Scoprire un nuovo autore girellando tra i banchi di una libreria, fiutare il possibile ”affare letterario” e, in seguito alla lettura del libro, immancabilmente acquistato, avere conferma della bontà di una scelta fatta al buio, è uno di quei piaceri che rallegrano più di altri la vita di noi lettori consumati.
Consumati per benino, come, poco diplomaticamente, nella sua esplicita crudeltà, ci urla in faccia ogni specchio in cui incocciamo, ma certamente non logorati nella visceralità e nella costanza di una inscalfibile passione.
Credo che anche in circostanze estreme, che so, un sisma di buona magnitudo, se tra la pioggia di laterizi e polveri che in questi casi arriva da ogni parte, nel corso della mia fuga passassi accanto alla vetrina di una libreria, finirei per attardarmi a guardare uno per uno i volumi esposti, dimenticandomi del tutto dell’emergenza in corso.

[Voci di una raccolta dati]
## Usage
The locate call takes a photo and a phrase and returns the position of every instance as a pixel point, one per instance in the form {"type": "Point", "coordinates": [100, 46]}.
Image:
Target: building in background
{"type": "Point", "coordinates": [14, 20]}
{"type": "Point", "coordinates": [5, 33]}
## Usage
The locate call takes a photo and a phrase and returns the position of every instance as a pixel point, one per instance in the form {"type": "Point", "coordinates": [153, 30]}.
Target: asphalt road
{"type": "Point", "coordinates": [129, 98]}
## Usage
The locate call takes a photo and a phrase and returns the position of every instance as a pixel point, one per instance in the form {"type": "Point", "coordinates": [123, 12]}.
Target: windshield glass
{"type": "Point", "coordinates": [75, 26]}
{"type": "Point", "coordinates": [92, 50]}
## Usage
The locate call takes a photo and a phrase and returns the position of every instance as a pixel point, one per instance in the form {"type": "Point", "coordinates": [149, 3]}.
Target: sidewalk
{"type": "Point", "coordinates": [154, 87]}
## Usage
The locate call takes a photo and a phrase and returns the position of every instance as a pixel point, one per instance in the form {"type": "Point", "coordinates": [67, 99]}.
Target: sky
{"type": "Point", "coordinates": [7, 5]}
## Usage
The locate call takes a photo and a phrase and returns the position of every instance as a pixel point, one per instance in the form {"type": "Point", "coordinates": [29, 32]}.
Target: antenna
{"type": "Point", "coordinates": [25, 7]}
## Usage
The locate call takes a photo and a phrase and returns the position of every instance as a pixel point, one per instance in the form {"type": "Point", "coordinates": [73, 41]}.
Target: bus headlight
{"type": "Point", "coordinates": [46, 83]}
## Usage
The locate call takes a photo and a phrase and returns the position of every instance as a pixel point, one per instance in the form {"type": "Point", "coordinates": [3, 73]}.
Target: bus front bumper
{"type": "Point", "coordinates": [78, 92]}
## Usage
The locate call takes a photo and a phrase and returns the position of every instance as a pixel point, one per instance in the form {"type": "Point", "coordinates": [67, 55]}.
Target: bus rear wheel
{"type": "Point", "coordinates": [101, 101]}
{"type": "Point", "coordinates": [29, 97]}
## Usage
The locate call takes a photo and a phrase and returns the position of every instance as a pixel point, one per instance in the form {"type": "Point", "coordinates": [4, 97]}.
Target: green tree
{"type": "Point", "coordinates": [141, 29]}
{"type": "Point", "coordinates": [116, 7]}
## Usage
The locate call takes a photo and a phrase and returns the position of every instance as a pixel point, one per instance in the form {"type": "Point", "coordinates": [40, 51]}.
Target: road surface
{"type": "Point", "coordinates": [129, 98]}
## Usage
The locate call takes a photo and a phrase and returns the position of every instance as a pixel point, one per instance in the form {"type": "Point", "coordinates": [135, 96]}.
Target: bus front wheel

◆ **Elenco attività**
a – Estrai dalle voci ogni riga che contiene la stringa "road".
b – Scrivi il seguito dell'articolo sul piacere di scoprire nuovi autori in libreria, riprendendo subito dopo la sua ultima frase.

◆ **Risposte finali**
a –
Target: asphalt road
Target: road surface

b –
Zweig nel suo meraviglioso ed elegantissimo racconto “Mendel dei libri”, di cui ho avuto modo di parlare in precedenti occasioni, evidenzia proprio il rapporto peculiare e inestirpabile che lega l’appassionato lettore all’oggetto del suo amore.
Mendel, un ebreo che tratta la vendita di libri al tavolo di un caffè viennese, da lui eletto ad ufficio, vive così immerso nel mondo parallelo dei volumi, un mondo fatto esclusivamente di pagine scritte, da non accorgersi addirittura che nel mondo reale è scoppiata una Guerra Mondiale.
La vita vera gli presenterà un conto salatissimo per via di quella, surrogata dai libri, da lui vissuta, così Mendel finirà perduto in un gorgo di accuse per lui incomprensibili, crudeli e irreparabili
Poco tempo fa passeggiavo, o meglio, non avendo una meta fissa, potrei usare anche l’orribile neologismo “zonzeggiavo”, per Modena.
Era la mattina avanzata di uno di quei giorni di agosto, sferzati da un sole così impietoso e immobile da farti apparire un portico come una fontana nel Sahara.
Annusavo la città, il suo bellissimo centro, esaltato dallo straordinario Duomo, tirato su da Lanfranco e istoriato dalle sculture di Wiligelmo, e cercavo di farmene una mappa, di raccapezzarmi tra piazze e vie, tra giardini e teatri, tra negozi, caffè e gioiellierie, tra le boutique di abbigliamento e quelle di aceto balsamico.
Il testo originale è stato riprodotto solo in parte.